**PASSAGE FOR REVIEW**
━━━━━━━━━━━━━━━━━━━━━━━━━━━━━━

Petomics aims to make dog poop smell rosy

This article was taken from the February 2015 issue of WIRED magazine. Be the first to read WIRED's articles in print before they're posted online, and get your hands on loads of additional content by subscribing online.

Can a dog's poo smell rosy? Tel Aviv-based Omri Amirav-Drory thinks so. He's working with biotechnologist Gilad Gome of Miroculus on Petomics, a pet-probiotic that makes their mess less nasty.

Amirav-Drory's previous work, the Glowing Plant Project (accepted by seed-fund accelerator Y Combinator in August 2014), gives living flora radiance by inserting bioluminescent genes into their DNA. "No one else was trying it," he says.

Amirav-Drory and his friend Antony Evans raised $484,000 (£300,000) for the project, which is now a spinoff company. His day job, as CEO and founder of Genome Compiler, allows biologists to design DNA sequences. "More than 10,000 people from academia and biotech use our platform," he says. "You order DNA to be printed and shipped to you for use in any organism or experiment."

The point of the side projects, he says, is to show that synthetic biology can be fun. "Sometimes it's the quirky projects rather than the ones creating lifesaving drugs that can educate people and get them excited about the power of biology."

━━━━━━━━━━━━━━━━━━━━━━━━━━━━━━

Rows excerpted from a collection
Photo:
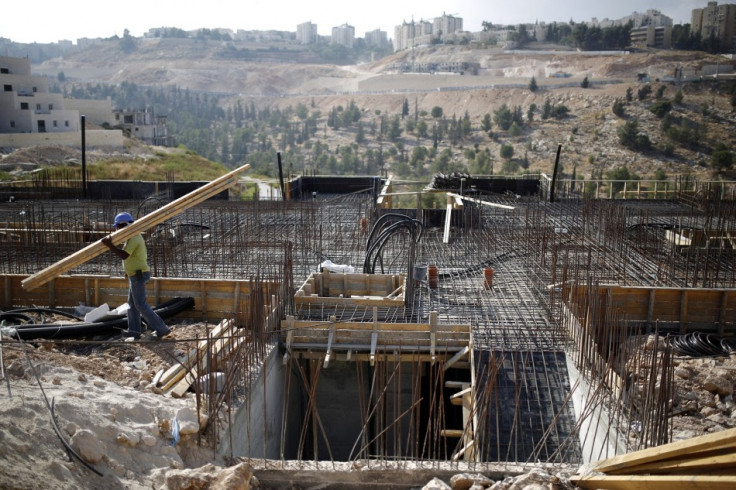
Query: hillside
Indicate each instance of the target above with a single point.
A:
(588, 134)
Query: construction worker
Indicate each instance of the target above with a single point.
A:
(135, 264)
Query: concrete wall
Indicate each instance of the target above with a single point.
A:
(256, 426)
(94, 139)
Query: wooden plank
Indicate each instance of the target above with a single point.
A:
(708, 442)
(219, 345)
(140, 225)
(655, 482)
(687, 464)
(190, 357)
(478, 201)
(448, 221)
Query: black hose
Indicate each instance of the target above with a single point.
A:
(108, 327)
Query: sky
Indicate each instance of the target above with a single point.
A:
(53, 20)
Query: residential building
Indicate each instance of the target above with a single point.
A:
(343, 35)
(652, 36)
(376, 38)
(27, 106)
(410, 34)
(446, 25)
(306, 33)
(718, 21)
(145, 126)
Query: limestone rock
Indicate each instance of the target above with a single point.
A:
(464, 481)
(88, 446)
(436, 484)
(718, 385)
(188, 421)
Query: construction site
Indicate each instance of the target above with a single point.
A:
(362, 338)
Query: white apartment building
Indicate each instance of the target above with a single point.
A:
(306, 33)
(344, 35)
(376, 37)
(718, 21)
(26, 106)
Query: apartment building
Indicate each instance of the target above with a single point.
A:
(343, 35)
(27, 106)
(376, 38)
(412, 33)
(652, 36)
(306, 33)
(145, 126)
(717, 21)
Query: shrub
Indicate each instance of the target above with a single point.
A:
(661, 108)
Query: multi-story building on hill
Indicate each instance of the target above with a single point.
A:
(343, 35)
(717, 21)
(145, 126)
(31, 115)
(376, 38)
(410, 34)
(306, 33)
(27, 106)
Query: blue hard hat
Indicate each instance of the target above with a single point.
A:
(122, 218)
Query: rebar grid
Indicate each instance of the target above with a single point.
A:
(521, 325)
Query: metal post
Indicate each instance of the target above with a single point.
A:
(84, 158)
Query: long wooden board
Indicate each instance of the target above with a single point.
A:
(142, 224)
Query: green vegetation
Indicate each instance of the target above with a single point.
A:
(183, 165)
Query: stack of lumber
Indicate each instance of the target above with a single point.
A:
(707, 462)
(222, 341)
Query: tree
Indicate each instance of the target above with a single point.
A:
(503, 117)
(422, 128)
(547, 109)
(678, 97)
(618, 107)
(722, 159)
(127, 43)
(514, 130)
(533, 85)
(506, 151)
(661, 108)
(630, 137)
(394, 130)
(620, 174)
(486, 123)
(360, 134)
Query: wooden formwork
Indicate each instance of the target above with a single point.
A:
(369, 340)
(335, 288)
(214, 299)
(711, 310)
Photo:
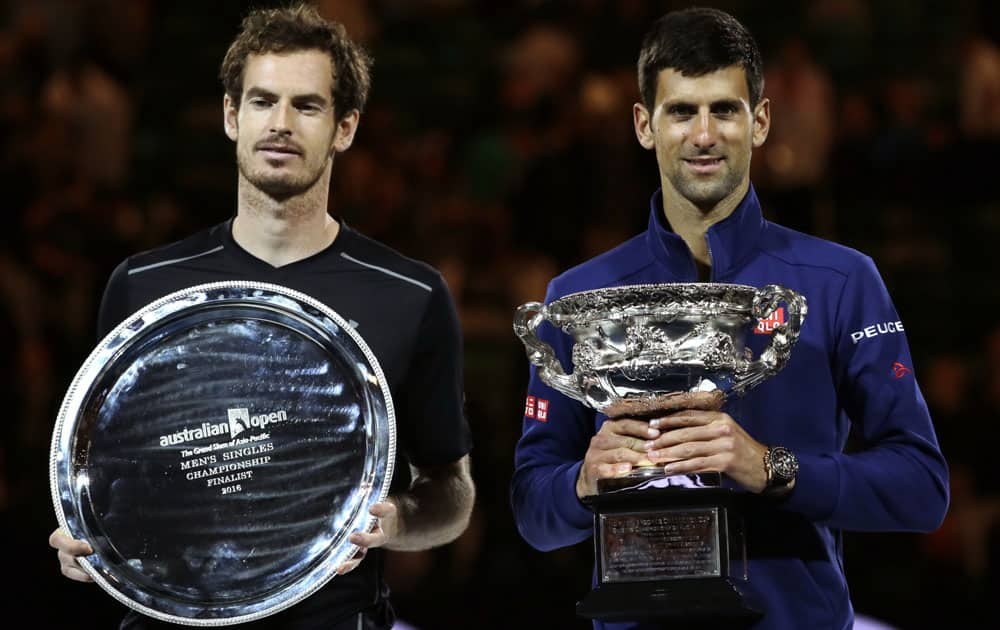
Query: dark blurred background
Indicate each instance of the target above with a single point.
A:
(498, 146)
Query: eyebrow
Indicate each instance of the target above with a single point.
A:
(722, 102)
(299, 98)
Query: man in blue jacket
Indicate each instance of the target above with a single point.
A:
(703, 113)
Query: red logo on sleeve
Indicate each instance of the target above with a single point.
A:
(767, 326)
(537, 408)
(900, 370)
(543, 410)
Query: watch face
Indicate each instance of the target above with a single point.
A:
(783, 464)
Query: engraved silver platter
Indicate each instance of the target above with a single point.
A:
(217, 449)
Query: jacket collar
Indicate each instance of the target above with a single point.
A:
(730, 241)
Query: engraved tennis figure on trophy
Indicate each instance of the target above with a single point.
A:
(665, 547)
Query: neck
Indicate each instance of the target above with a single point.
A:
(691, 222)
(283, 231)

━━━━━━━━━━━━━━━━━━━━━━━━━━━━━━

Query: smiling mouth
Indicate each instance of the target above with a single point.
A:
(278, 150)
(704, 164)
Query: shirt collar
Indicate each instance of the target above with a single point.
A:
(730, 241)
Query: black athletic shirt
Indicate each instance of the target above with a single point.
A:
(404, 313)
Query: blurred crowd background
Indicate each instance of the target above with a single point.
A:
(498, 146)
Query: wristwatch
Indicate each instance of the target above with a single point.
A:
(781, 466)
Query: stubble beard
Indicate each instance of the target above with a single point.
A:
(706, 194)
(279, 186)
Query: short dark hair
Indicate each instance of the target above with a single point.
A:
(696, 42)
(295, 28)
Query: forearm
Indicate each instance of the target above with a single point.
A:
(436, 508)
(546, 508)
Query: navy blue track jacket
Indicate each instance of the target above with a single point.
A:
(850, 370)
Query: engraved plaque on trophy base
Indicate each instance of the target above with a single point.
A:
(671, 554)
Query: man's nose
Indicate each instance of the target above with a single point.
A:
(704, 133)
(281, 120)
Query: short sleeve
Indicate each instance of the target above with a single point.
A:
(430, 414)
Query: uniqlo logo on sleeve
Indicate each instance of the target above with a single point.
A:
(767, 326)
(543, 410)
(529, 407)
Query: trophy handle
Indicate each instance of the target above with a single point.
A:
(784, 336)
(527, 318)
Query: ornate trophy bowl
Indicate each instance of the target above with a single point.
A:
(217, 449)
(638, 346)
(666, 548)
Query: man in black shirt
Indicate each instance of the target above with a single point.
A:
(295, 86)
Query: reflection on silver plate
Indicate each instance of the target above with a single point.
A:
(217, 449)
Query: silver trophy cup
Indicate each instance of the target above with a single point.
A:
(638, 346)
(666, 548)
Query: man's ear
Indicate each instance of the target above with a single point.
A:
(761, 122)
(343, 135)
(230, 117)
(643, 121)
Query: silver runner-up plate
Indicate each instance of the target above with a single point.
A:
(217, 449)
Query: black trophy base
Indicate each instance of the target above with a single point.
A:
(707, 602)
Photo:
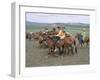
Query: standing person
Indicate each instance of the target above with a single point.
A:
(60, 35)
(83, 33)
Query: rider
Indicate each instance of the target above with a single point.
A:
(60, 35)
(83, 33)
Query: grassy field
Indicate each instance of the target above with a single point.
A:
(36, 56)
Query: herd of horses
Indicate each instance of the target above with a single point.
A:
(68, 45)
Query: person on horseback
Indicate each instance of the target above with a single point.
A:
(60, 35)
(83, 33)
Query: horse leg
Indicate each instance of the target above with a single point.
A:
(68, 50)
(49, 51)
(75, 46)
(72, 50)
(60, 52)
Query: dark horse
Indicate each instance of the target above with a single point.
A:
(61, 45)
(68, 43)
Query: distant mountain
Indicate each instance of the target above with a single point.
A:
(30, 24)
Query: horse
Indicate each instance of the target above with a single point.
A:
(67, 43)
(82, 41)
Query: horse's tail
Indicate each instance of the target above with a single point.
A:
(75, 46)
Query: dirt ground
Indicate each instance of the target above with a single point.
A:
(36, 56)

━━━━━━━━━━━━━━━━━━━━━━━━━━━━━━

**WORK INSTRUCTION A**
Answer each question from the article on Petomics:
(i) Whom is Amirav-Drory working with on Petomics?
(ii) How much did Amirav-Drory and Antony Evans raise for the Glowing Plant Project?
(iii) How many people from academia and biotech use the Genome Compiler platform?
**WORK INSTRUCTION B**
From the article on Petomics, extract the passage starting at "This article was" and ending at "mess less nasty.".
You won't need the rows.

**WRITTEN RESPONSE A**
(i) Biotechnologist Gilad Gome of Miroculus
(ii) $484,000 (£300,000)
(iii) More than 10,000

**WRITTEN RESPONSE B**
This article was taken from the February 2015 issue of WIRED magazine. Be the first to read WIRED's articles in print before they're posted online, and get your hands on loads of additional content by subscribing online.

Can a dog's poo smell rosy? Tel Aviv-based Omri Amirav-Drory thinks so. He's working with biotechnologist Gilad Gome of Miroculus on Petomics, a pet-probiotic that makes their mess less nasty.